* _Exercise details_:
Can you lay out the entries from the line containing "of the tree" through the end as a JSON list of strings, with one string per line and no blank lines?

++++

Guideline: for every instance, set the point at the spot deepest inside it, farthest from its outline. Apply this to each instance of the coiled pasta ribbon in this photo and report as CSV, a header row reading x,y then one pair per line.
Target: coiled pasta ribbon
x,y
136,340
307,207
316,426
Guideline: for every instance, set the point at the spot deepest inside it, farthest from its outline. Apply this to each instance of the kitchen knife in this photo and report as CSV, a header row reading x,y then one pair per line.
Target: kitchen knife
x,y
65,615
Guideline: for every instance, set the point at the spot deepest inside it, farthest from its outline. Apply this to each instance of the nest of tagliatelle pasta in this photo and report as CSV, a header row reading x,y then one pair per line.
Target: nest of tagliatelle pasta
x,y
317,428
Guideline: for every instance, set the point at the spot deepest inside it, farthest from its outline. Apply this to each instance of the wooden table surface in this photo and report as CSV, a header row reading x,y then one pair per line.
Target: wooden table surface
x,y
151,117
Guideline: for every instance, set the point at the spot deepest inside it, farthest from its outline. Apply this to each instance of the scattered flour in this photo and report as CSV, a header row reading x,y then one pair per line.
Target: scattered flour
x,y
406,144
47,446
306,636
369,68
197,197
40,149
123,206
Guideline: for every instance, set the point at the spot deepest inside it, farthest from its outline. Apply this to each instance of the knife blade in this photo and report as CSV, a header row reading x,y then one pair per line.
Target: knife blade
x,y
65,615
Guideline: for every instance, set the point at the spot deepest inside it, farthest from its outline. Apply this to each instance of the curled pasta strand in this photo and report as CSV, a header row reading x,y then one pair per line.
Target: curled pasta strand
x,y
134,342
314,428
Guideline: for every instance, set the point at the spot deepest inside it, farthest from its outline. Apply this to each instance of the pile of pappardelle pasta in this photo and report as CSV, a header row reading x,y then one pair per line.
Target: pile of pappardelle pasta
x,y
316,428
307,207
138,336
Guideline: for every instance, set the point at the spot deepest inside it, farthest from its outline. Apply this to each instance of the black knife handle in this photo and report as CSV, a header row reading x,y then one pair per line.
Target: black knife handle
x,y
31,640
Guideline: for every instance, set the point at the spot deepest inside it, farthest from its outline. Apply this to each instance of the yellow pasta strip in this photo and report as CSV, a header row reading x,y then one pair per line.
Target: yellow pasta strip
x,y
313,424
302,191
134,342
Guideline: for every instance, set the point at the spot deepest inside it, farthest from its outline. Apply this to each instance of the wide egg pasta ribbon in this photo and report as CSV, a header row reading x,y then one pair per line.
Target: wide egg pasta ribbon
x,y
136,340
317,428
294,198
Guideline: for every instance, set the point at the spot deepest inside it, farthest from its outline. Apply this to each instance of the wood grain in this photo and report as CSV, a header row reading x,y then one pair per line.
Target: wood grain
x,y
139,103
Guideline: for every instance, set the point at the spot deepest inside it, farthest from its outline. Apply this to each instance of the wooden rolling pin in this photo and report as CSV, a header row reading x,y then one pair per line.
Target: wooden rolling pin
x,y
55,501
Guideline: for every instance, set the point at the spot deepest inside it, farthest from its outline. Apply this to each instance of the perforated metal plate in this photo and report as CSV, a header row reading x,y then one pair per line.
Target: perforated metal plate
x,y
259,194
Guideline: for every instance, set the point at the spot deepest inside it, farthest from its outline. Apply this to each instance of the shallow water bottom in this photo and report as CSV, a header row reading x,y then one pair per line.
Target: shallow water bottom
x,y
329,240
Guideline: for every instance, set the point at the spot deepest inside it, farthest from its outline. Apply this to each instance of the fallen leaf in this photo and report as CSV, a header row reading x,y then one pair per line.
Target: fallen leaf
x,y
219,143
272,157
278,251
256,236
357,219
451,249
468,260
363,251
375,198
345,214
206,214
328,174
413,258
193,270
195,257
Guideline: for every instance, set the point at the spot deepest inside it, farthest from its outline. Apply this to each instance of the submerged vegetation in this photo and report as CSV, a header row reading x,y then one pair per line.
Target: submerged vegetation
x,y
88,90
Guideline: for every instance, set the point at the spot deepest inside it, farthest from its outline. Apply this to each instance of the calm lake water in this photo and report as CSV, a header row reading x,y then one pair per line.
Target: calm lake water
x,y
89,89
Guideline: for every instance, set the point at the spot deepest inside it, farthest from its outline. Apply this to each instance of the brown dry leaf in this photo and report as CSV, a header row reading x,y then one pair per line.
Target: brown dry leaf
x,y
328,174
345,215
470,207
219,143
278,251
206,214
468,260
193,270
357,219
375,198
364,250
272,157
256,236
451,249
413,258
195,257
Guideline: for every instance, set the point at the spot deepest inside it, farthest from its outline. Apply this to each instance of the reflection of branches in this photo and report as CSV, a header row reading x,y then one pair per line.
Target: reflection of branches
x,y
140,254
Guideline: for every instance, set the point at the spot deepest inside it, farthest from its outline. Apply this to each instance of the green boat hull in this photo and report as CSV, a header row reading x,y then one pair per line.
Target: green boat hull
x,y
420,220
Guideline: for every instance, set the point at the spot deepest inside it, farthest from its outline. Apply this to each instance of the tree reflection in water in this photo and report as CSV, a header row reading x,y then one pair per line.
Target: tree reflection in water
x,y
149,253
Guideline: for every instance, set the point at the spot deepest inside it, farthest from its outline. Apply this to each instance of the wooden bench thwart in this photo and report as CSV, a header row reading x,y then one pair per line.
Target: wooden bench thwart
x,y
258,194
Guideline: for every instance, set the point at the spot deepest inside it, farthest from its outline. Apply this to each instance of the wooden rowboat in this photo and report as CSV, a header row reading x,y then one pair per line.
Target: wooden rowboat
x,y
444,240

++++

* _Exercise response_:
[
  "Guideline: for every instance, set the point at the spot deepest inside it, farthest from its outline. Apply this to each instance of the tree reflection in water in this photo and report as CSV, a header row reading x,y then one pair per line.",
  "Target: tree reflection in water",
  "x,y",
  "149,253",
  "Guideline: for every instance, set the point at the spot deepest inside it, farthest from its outline. Apply this to each instance of the wooden bench thwart in this photo and report as CSV, a header row reading x,y then one pair per line.",
  "Target: wooden bench thwart",
  "x,y",
  "258,194",
  "Guideline: for every instance, set the point at the spot deepest inside it, farthest from its outline. Apply this to each instance of the wooden rowboat in this photo and report as CSV, a header row reading x,y then one pair per line.",
  "Target: wooden rowboat",
  "x,y",
  "444,240"
]